### TASK TO COMPLETE
Transcribe the whole listing below. Pictures do not go in the copy.

== Segment start ==

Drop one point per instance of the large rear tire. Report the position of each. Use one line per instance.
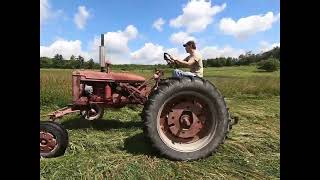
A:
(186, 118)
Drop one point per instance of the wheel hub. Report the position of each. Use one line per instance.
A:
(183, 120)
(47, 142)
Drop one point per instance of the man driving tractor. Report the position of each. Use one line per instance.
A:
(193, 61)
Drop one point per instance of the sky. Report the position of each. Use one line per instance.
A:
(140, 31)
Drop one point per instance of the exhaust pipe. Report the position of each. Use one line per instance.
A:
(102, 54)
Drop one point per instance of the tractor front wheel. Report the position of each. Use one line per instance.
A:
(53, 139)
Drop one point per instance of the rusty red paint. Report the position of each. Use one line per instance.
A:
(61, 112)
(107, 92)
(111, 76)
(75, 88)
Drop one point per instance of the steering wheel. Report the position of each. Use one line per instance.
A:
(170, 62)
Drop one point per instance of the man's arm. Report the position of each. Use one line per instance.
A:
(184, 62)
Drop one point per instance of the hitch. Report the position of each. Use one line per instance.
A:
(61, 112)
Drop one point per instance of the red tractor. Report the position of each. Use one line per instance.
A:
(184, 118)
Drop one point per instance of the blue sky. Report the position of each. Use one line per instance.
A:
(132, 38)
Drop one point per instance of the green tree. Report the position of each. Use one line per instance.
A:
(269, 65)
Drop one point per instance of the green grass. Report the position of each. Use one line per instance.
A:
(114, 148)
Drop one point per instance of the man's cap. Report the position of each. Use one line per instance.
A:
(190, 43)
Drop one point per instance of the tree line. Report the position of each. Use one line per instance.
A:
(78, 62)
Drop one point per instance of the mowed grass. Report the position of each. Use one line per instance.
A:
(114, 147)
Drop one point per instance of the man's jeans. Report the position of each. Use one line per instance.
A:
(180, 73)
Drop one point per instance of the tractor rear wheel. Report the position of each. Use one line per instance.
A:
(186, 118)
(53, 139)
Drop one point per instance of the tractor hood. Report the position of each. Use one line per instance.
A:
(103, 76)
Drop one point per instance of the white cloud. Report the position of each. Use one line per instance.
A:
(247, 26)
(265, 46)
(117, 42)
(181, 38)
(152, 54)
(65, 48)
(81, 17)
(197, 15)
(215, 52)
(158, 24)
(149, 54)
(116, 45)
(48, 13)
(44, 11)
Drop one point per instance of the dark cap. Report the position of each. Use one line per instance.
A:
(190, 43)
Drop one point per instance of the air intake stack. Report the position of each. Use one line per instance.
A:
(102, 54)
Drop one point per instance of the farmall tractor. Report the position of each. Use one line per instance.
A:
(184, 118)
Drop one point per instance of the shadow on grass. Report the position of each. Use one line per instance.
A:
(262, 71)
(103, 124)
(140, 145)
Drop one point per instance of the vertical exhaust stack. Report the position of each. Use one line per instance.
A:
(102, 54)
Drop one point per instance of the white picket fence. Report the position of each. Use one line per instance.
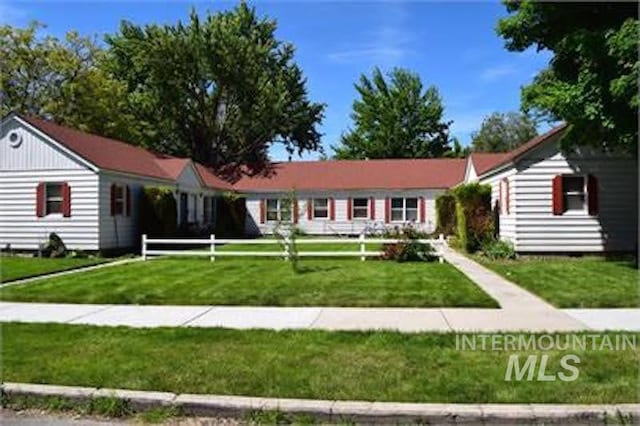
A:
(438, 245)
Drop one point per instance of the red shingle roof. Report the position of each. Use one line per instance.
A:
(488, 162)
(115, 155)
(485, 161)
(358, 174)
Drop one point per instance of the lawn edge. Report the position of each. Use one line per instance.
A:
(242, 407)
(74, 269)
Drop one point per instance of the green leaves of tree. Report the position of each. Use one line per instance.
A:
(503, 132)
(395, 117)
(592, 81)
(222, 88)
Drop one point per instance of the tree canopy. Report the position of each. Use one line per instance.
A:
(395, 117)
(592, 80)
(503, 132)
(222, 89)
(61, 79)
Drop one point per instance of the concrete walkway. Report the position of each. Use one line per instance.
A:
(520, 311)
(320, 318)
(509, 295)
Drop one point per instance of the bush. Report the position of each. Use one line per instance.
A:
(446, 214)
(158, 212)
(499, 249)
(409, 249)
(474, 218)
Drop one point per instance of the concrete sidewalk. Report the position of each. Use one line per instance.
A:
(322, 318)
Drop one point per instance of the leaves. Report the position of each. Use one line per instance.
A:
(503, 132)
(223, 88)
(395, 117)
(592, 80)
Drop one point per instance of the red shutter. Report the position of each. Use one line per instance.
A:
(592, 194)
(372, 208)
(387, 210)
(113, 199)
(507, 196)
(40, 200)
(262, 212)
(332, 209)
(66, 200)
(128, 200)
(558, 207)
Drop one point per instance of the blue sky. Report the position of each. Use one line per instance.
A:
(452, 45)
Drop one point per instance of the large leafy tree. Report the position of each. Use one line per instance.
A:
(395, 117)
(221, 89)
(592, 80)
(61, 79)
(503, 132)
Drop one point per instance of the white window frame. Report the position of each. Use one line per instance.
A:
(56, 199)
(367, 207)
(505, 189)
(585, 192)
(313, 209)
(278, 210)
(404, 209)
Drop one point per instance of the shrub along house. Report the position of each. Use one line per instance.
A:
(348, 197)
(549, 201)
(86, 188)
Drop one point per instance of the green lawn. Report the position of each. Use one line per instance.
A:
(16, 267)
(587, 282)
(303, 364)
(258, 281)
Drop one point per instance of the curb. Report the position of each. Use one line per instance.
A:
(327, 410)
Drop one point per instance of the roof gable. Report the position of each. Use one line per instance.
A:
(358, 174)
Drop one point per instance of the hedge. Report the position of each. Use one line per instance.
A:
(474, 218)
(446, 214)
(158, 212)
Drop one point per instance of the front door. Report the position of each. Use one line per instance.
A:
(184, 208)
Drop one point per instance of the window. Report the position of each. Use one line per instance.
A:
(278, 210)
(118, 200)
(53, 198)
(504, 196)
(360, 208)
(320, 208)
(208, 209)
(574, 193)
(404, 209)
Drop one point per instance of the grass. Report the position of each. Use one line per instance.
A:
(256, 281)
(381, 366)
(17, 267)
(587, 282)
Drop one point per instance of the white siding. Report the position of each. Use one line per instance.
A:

== Segment end ==

### RESULT OF THE TASK
Drop one point per instance of the large rear tire. Report the position of each. Use one line per instance.
A:
(186, 118)
Drop one point per instance of the wheel hub. Report the position of each. Use one line per instance.
A:
(183, 120)
(47, 142)
Drop one point per instance of the man driving tractor. Report the position of each. Use one line per instance.
A:
(193, 61)
Drop one point per instance of the sky. Report the position of each. Use one line per instance.
A:
(140, 31)
Drop one point per instance of the exhaust pipe. Report the position of each. Use one line per instance.
A:
(102, 54)
Drop one point per instance of the tractor front wheel. Report the position of each. Use one line per instance.
A:
(53, 139)
Drop one point per instance of the rusty red paint. Report the position of each. Use one line per instance.
A:
(61, 112)
(107, 92)
(111, 76)
(75, 88)
Drop one point per instance of the steering wheel. Report the position of each. Use one line per instance.
A:
(170, 62)
Drop one point per instance of the man's arm. Report the position of each. Use one line per instance.
A:
(184, 62)
Drop one point per instance of the hitch. Report the position of each. Use one line per instance.
A:
(61, 112)
Drop one point per instance of the red tractor. Report the position of each. Use one line per instance.
A:
(184, 118)
Drop one point per instance of the blue sky. Report the position of each. Use one line per instance.
A:
(132, 38)
Drop one point per instance of the green tree. Report the position of each. Use one line per instance.
A:
(269, 65)
Drop one point per instance of the green grass. Report the position of each. Use one line per instance.
A:
(114, 148)
Drop one point per instance of the man's cap. Report the position of each. Use one line per instance.
A:
(190, 43)
Drop one point per instance of the tree line. Report the position of each. Use one line per instance.
A:
(78, 62)
Drop one point per instance of the mowed grass. Report the position of each. Use one line per instance.
A:
(114, 147)
Drop one point per instance of the man's jeans. Report the position of each. Use one line per instance.
A:
(180, 73)
Drop one point per instance of the tractor rear wheel. Report the position of each. Use one line per instance.
A:
(186, 118)
(53, 139)
Drop one point per instance of the tractor hood. Report the position of each. Use one line per instance.
A:
(103, 76)
Drop one point per instance of the white cloud. Report the position of each. Use one line per instance.
A:
(247, 26)
(265, 46)
(117, 42)
(181, 38)
(152, 54)
(65, 48)
(81, 17)
(197, 15)
(215, 52)
(158, 24)
(149, 54)
(116, 45)
(48, 13)
(44, 11)
Drop one point per instance of the dark cap. Report the position of each. Use one line per instance.
A:
(190, 43)
Drop one point per instance of the air intake stack. Report the position of each. Use one line per instance.
A:
(102, 54)
Drop one point per instance of the farmall tractor. Report the position of each. Use one line per instance.
A:
(184, 118)
Drop one point per instance of the shadow on grass. Report the position of each. Use one line per instance.
A:
(262, 71)
(103, 124)
(140, 145)
Drop one point per instance of the vertical exhaust stack. Report the position of each. Use one line per instance.
A:
(102, 54)
Drop one point per instance of the white picket fence. Report the position of each. Use one line per instance.
A:
(438, 245)
Drop one point per instance of the red shingle roof. Report the position of each. Use one line per instance.
A:
(488, 162)
(115, 155)
(485, 161)
(358, 174)
Drop one point per instance of the lawn edge. Report the position of each. Use one line per instance.
A:
(242, 407)
(74, 269)
Drop one point per instance of the green leaves of tree. Report the position of each. Use one line per instance.
A:
(503, 132)
(395, 117)
(592, 81)
(222, 88)
Drop one point per instance of the tree canopy. Report the position of each. Use one line per instance.
A:
(395, 117)
(592, 80)
(503, 132)
(222, 89)
(61, 79)
Drop one point per instance of the concrete walkway. Report the position of each. Use one line per instance.
A:
(520, 311)
(320, 318)
(509, 295)
Drop one point per instance of the bush. Report the position of each. Use one line per instance.
A:
(446, 214)
(158, 212)
(499, 249)
(409, 249)
(474, 218)
Drop one point per instance of the concrete sidewalk. Report the position of each. Use one line per instance.
A:
(322, 318)
Drop one point per instance of the leaves. Report the position of each. Use one line per instance.
A:
(503, 132)
(223, 88)
(395, 117)
(592, 80)
Drop one point per instance of the red shutter. Report the position of each. Use one line per instance.
A:
(592, 194)
(372, 208)
(387, 210)
(113, 199)
(507, 196)
(40, 200)
(262, 212)
(332, 209)
(66, 200)
(128, 200)
(558, 207)
Drop one point per instance of the blue sky. Report the position of each. Use one line per instance.
A:
(452, 45)
Drop one point per instance of the large leafy tree. Report the position of each. Use one line per instance.
A:
(395, 117)
(221, 89)
(592, 80)
(61, 79)
(503, 132)
Drop one point per instance of the white window frame. Report the position of each. Use one line per instance.
A:
(56, 199)
(367, 207)
(505, 189)
(585, 192)
(313, 209)
(278, 210)
(404, 209)
Drop one point per instance of the shrub along house. Report the position of each. Use one line per instance.
A:
(348, 197)
(549, 201)
(86, 188)
Drop one point per instance of the green lawn. Report the position of each. Use one line per instance.
A:
(16, 267)
(587, 282)
(303, 364)
(258, 281)
Drop one point per instance of the curb. Report the position of each. Use one line per instance.
A:
(327, 410)
Drop one point per instance of the roof gable. Report the position of each. Use one line per instance.
A:
(358, 174)
Drop one point per instance of the hedge. Report the position of each. Use one line per instance.
A:
(474, 218)
(446, 214)
(158, 212)
Drop one point per instance of the front door. Report the position of each. Use one line per instance.
A:
(184, 208)
Drop one point per instance of the window. Report the position of each. Use one line per instance.
A:
(278, 210)
(118, 200)
(53, 198)
(504, 196)
(360, 208)
(320, 208)
(208, 209)
(574, 193)
(404, 209)
Drop one point per instance of the grass. Report the position of each. Use one line per instance.
A:
(256, 281)
(381, 366)
(17, 267)
(587, 282)
Drop one point per instance of the white siding. Report the position of each. Use one line per instance.
A:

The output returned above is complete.